— Testo del problema —
Converti le righe seguenti in una lista JSON di stringhe, con una stringa per ogni riga e senza le righe vuote.

— Dati forniti —
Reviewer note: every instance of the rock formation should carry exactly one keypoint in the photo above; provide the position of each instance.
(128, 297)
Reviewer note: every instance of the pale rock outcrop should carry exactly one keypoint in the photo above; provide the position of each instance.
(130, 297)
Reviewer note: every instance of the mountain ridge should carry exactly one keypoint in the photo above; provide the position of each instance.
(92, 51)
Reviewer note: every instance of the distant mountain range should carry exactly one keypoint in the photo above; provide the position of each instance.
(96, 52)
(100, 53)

— Risposta —
[
  "Reviewer note: every instance of the rock formation should carry exactly one keypoint in the photo above; provide the position of each instance.",
  "(128, 297)",
  "Reviewer note: every instance of the pale rock outcrop should carry exactly one keypoint in the photo above; provide the position of each instance.",
  "(130, 297)",
  "Reviewer note: every instance of the mountain ridge should carry exactly one keypoint in the photo above; provide the position of each instance.",
  "(92, 51)",
  "Reviewer note: every instance of the distant mountain range should carry exactly one keypoint in the photo above; provide the position of each instance.",
  "(96, 52)",
  "(100, 53)"
]